Source document —
■ ■ ■

May 3rd, 2013 · 35 Comments

You are going to be reading SO much about garbage in the next few years.

Why? Because Metro Vancouver, like many other metro regions, is trying to move to new ways of dealing with it: More recycling, reusing. Fewer landfills. Possibly more incinerators or other strategies for disposing of the last bits that can’t be recycled or re-used.

That means a lot of people who are making money from garbage disposal now or think they see ways to make money in the future are going to be scrapping (pun fully intended) with each other and with municipalities over who gets control of garbage. There’s dollars in that waste and everyone wants them.

One chapter of this battle for control unrolled yesterday out at the Metro Vancouver tower, where private operators came out to express concerns over the region’s proposal for a new “waste-flow management” system.

Vancouver opens discussion on waste management

The complex world of garbage management here is facing a major transformation as Metro Vancouver pushes both to control the flow out of the region and put more restrictions on private companies doing pick-up and recycling.

The district’s effort to reform what’s called “waste-flow management” brought almost a score of speakers to Metro’s Burnaby board room on Thursday as many private operators argued that Metro will stifle innovation and kill jobs.

“Metro thinks it needs to build a fence around the region. [Its staff] says there is no place for the private sector in [commercial] and multifamily waste disposal,” said Mr. McRae, whose new Northwest Waste Solutions “eco-park” was due to open in two months. “Why would [they] possibly want to eliminate the private sector?”

Mr. McRae’s case was supported by high-profile lobbyists like former attorney-general Geoff Plant and Mark Jiles.

Others from companies or groups like Progressive Waste Solutions, Waste Management B.C., Maple Leaf Disposal, HSR Services and more also came out to protest against what they fear is a deliberate effort by Metro Vancouver to push them out.

They suspect Metro Vancouver is trying to ensure it has enough garbage to feed a future half-billion-dollar incinerator it is contemplating.

Although Metro is two years away from deciding whether to build a new incinerator and what size it might be, many speakers said all of the smaller decisions the district is making now seem to be sending it inexorably down a path towards a large incinerator.

“If the whole exercise isn’t about keeping more money and waste for Metro Vancouver, why not work with the Fraser Valley regional district? I remain concerned Metro Vancouver is determined to put taxpayer dollars at risk [by building an incinerator],” independent MLA John van Dongen said. Mr. van Dongen represents Abbotsford South, which includes a waste facility that is believed to be getting about 5 per cent of Metro’s garbage from private haulers.

■ ■ ■

Supplied records —
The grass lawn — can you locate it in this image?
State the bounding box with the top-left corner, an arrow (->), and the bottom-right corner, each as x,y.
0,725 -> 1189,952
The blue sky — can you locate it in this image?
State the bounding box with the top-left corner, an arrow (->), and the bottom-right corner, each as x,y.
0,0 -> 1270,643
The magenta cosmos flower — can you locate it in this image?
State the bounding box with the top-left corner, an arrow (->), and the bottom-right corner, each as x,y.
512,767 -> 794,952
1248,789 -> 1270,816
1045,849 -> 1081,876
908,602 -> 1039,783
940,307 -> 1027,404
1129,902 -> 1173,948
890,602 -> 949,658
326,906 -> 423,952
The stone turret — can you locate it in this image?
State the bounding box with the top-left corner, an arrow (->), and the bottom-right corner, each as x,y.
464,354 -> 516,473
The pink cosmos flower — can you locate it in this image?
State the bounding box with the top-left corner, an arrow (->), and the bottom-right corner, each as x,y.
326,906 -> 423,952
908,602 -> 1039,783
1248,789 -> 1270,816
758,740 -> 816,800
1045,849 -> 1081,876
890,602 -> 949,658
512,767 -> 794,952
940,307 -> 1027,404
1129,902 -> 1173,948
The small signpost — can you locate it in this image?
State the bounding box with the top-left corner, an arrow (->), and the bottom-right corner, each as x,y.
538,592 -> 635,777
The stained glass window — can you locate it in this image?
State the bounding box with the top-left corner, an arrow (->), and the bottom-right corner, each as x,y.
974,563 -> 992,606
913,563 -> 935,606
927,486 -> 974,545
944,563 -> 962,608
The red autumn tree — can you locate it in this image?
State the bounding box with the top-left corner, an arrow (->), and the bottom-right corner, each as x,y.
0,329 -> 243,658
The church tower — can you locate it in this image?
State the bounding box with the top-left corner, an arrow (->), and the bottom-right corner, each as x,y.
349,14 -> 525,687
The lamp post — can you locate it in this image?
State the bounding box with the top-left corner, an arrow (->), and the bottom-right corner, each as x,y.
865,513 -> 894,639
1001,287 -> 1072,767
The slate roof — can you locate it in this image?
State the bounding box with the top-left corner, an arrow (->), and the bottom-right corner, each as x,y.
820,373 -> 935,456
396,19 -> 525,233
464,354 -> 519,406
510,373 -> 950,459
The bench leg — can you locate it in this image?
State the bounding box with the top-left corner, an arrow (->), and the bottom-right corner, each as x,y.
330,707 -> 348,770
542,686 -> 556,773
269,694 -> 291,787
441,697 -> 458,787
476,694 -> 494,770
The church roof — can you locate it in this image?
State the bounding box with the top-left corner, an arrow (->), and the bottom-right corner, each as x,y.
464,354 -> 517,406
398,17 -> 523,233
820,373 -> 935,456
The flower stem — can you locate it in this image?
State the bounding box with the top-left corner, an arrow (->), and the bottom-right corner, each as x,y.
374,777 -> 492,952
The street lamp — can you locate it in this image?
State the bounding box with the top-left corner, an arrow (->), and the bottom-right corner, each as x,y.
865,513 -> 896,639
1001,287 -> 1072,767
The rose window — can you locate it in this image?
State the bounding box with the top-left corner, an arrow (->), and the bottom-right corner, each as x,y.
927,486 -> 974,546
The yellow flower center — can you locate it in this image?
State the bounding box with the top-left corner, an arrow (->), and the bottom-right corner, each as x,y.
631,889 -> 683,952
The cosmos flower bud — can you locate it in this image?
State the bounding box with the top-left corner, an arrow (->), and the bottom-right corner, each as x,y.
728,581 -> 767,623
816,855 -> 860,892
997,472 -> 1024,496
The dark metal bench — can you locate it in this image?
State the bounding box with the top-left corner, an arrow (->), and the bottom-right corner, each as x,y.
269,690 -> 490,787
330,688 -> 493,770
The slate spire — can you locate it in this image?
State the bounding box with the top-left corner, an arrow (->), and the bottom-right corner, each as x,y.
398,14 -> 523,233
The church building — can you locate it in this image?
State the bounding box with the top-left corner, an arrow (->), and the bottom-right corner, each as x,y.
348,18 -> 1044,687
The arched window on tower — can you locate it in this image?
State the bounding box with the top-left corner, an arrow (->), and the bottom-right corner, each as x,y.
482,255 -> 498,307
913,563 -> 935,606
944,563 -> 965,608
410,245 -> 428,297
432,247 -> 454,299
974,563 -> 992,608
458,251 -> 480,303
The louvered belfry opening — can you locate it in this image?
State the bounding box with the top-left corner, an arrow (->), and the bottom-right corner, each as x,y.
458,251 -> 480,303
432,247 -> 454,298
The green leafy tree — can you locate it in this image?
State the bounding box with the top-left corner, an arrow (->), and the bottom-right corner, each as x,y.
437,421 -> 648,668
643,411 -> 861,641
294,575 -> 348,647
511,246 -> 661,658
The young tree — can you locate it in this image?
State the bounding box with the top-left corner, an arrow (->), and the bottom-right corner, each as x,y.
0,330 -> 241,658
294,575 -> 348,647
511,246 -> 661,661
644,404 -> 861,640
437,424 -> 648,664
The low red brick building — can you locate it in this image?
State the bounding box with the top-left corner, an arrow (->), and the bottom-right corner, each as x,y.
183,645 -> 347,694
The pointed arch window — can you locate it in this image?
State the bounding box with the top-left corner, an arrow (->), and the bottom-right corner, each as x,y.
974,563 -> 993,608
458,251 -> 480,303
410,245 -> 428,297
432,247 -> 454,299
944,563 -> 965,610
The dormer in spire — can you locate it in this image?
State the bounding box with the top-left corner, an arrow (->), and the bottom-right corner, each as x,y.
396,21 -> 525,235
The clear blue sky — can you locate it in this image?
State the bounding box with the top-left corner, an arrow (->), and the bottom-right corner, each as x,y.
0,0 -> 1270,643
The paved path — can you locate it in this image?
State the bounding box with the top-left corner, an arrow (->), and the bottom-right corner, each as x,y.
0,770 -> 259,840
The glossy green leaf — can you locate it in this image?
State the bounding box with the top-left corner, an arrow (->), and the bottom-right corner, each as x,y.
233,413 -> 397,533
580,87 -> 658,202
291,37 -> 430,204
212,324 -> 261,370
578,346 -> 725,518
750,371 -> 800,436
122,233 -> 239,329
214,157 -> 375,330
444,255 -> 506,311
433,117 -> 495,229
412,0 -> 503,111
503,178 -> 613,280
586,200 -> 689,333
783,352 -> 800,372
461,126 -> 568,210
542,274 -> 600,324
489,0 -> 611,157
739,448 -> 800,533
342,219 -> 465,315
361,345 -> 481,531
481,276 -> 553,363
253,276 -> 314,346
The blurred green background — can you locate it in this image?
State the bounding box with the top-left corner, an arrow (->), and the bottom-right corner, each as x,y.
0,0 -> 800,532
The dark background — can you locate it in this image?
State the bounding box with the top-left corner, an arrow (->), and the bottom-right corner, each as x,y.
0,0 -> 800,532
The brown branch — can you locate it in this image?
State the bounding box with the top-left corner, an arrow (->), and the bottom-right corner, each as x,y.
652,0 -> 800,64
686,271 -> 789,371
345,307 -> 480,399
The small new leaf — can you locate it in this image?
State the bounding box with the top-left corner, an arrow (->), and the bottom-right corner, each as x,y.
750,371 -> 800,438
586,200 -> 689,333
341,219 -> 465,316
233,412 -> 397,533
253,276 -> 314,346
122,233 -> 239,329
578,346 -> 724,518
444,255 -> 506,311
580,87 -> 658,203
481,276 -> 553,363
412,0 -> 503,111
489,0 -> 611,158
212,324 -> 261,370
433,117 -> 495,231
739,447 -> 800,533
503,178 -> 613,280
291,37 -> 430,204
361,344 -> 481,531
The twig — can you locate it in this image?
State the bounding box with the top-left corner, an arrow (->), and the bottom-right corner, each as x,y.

■ ■ ■

Task list —
• 1. In the article on Metro Vancouver's waste management, what share of Metro's garbage is the waste facility in Abbotsford South believed to be getting from private haulers?
• 2. Continue the article on Metro Vancouver's waste management, starting after its final sentence.

Results for each task —
• 1. About 5 per cent.

• 2.
Metro Vancouver is running a public consultation process to the end of May, asking companies and the general public about new mechanisms to monitor and control garbage flow. Statistics indicate that about 100,000 tonnes of garbage a year in the region disappear, unaccounted for in either landfills or recycling facilities.

Private operators, unhappy with the consultation process, asked to speak to Metro Vancouver representatives directly on Thursday.

The consultations spell out that the district wants to make it mandatory for all private garbage-collection companies to deliver to regional transfer stations and landfills.

That would prevent companies from delivering to the facility in Abbotsford or shipping waste to Alberta or the United States. It would also allow the district to enforce “source separation” – sorting recyclables like bottles, plastics, and paper before they get dumped, not after.

But it might also prevent companies like Northwest from doing what they do now: pulling recyclables out of the mixed garbage from apartments and commercial or institutional operations.

The Metro Vancouver efforts have a lot of people who are interested in garbage and recycling conflicted, especially when it comes to garbage from the region’s thousands of apartments.

Recycling enthusiasts believe that forcing people to sort their garbage is the best system, rather than allowing them to dump it into one bin and having companies sort it later, which produces what is called “dirty recyclables,” the kind that China, for instance, will no longer accept.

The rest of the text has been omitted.